Records shown ▸
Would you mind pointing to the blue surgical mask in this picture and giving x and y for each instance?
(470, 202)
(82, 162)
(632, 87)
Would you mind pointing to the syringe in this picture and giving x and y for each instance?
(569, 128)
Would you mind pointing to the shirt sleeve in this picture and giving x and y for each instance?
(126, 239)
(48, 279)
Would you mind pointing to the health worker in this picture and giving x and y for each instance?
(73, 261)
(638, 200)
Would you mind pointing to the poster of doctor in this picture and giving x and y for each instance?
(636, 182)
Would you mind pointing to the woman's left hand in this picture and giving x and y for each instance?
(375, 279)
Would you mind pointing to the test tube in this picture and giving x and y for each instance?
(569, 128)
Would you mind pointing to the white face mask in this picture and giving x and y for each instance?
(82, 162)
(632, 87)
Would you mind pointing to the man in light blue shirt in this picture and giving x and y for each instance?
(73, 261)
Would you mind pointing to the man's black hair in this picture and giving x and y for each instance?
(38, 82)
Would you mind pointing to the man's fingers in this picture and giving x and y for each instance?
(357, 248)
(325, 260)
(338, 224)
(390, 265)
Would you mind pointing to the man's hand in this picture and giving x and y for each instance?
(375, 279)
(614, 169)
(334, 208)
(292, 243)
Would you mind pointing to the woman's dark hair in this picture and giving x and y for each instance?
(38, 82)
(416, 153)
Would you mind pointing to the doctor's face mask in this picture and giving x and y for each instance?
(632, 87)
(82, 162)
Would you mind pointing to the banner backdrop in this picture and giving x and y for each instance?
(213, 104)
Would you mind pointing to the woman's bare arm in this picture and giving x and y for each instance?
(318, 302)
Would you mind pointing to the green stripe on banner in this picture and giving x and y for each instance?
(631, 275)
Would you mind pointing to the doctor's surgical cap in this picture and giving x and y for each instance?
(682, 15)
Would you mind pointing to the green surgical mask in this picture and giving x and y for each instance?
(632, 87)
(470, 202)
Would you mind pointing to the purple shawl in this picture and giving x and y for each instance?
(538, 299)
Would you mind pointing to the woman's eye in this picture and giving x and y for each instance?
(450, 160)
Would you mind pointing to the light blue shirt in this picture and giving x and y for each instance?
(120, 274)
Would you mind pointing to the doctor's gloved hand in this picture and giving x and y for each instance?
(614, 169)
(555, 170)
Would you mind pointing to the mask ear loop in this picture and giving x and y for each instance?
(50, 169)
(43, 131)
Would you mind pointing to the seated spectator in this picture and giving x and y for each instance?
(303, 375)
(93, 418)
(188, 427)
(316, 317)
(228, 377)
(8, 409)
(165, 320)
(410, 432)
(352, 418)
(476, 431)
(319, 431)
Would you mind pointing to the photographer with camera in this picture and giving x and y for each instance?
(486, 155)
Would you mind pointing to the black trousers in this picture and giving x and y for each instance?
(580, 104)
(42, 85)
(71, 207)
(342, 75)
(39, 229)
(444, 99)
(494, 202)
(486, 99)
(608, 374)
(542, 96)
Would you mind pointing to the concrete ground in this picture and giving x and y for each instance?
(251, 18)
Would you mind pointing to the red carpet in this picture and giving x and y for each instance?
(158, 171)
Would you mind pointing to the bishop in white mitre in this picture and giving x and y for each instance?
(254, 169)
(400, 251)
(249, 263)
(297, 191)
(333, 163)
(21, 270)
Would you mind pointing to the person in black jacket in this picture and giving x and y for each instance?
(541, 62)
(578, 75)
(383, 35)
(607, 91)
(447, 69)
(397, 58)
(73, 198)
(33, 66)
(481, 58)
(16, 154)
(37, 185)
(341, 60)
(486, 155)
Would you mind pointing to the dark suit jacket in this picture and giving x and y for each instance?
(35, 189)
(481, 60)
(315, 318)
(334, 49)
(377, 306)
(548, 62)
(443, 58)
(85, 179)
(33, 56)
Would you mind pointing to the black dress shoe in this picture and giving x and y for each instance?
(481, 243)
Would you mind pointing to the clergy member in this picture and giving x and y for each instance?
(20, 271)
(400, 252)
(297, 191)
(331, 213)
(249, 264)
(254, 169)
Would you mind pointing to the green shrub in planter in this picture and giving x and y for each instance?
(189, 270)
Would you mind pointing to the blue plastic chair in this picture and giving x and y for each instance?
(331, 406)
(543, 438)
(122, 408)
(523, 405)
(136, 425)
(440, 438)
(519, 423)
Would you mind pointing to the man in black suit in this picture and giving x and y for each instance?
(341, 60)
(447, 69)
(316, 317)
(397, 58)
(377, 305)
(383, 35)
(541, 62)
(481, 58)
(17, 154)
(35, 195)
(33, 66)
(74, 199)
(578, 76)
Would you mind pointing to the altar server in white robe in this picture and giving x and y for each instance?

Prompt ▸ Output the data in full, precisely as it appears above.

Result of the exercise ▸
Would you mind pointing to the blue surgical mask in this picture and giving x and y for each instance?
(470, 202)
(82, 162)
(632, 87)
Would you mind pointing to the syringe in this picture and giving x and y for each instance?
(569, 128)
Would you mind pointing to the shirt sleeve in this picture and giving x and y for each instance?
(126, 239)
(48, 279)
Would you mind pointing to the health worker in this picture and giving x and y for each instance?
(73, 261)
(638, 200)
Would you mind pointing to the poster of doctor in this picture and giving x and y for each instance?
(636, 182)
Would you mind pointing to the woman's left hand in this picture and giving x and y for each instance?
(375, 279)
Would you mind pointing to the test tube in this picture and giving x and y for each instance?
(569, 128)
Would you mind pointing to the white face mask in this picture and giving x and y for each instance?
(82, 162)
(632, 87)
Would you mind pointing to the man in light blue shirt in this picture and giving x and y for each instance?
(73, 261)
Would you mind pointing to the man's black hair in this picture and giving x and y for each instance?
(38, 82)
Would you mind pointing to the man's fingers in this picture and giving x and y for each instance?
(357, 248)
(325, 260)
(338, 224)
(390, 265)
Would you mind pointing to the man's hand in this picture and giving x and y for each instance?
(375, 279)
(614, 169)
(334, 208)
(292, 243)
Would you mind pointing to the woman's dark hair in this picture and giving x and y for each instance?
(38, 82)
(416, 153)
Would you mind pointing to the doctor's face mask in this picture and giving x and y for each instance?
(632, 87)
(82, 162)
Would you mind pointing to the banner backdrop in this picture and giving x and y for each instance?
(213, 104)
Would you mind pointing to the woman's bare arm in this picture and giving x and y for each instance?
(318, 302)
Would you mind pointing to the green stripe on banner in this picture and giving x and y for each instance?
(631, 275)
Would you mind pointing to the doctor's surgical cap in this picture and giving x and y for each instance?
(682, 15)
Would you mind pointing to the green surgical mask in this picture and giving x and y for each instance?
(632, 87)
(470, 202)
Would you mind pointing to the purple shawl in this picture and giving x and y for each instance?
(538, 299)
Would you mind pointing to the woman's eye in this picture and giving x and y for each instance?
(450, 160)
Would you mind pointing to the light blue shirt in this picture and giving x and y for each instance?
(120, 274)
Would you mind pointing to the doctor's gloved hand in this picture and giving x and y for each instance?
(614, 169)
(555, 170)
Would you mind pointing to the mask ear loop in this picture and giving x and y for each instance?
(50, 169)
(43, 131)
Would you mind pointing to the seated spectator in this picture and giving x and y for each instance?
(303, 375)
(93, 418)
(188, 427)
(316, 317)
(228, 377)
(8, 409)
(165, 320)
(410, 432)
(352, 418)
(476, 431)
(319, 431)
Would you mind pointing to the photographer with camera in this picture and giving x and y for each instance?
(486, 155)
Would you mind pointing to the black trousers in this picture and giving x and y for each instance?
(580, 104)
(42, 85)
(71, 207)
(342, 75)
(39, 229)
(444, 99)
(494, 202)
(486, 99)
(608, 374)
(542, 96)
Would you mind pointing to the concrete ground in this picture and giving x and y for each instance?
(251, 18)
Would you mind pointing to the red carpet in this picture and giving x and y for each instance?
(158, 171)
Would you mind pointing to the bishop in white mitre in this picture and giving x and y for each instance?
(254, 169)
(400, 251)
(249, 263)
(297, 191)
(333, 163)
(21, 270)
Would you mind pointing to the person in black jacket in this picture and giving x and y for each instance?
(541, 62)
(578, 75)
(383, 35)
(607, 91)
(447, 69)
(397, 58)
(73, 198)
(33, 66)
(481, 58)
(16, 154)
(37, 185)
(341, 60)
(486, 155)
Would you mind pointing to the dark suit jacket in this picture and giving x and y for each instance?
(35, 189)
(481, 60)
(315, 318)
(334, 49)
(377, 306)
(548, 62)
(443, 58)
(85, 179)
(33, 56)
Would you mind pointing to the black dress shoe in this picture and giving x and y for each instance?
(481, 243)
Would you mind pointing to the clergy member in this picture and giving x and y for each instance?
(20, 271)
(400, 252)
(297, 191)
(331, 213)
(249, 264)
(254, 169)
Would you mind pointing to the green shrub in planter in this picture and giving x and y for each instance?
(189, 270)
Would you mind pointing to the blue plastic chair in this picture and giving x and y for each instance?
(331, 406)
(543, 438)
(122, 408)
(523, 405)
(136, 425)
(440, 438)
(519, 423)
Would you mind pointing to the man in black suit in this picture and giving x and y for each instance?
(341, 60)
(447, 69)
(316, 317)
(397, 58)
(377, 305)
(383, 35)
(541, 62)
(481, 58)
(17, 154)
(35, 195)
(33, 66)
(74, 199)
(578, 76)
Would you mind pointing to the altar server in white robe in this picture and giving x and y for each instance?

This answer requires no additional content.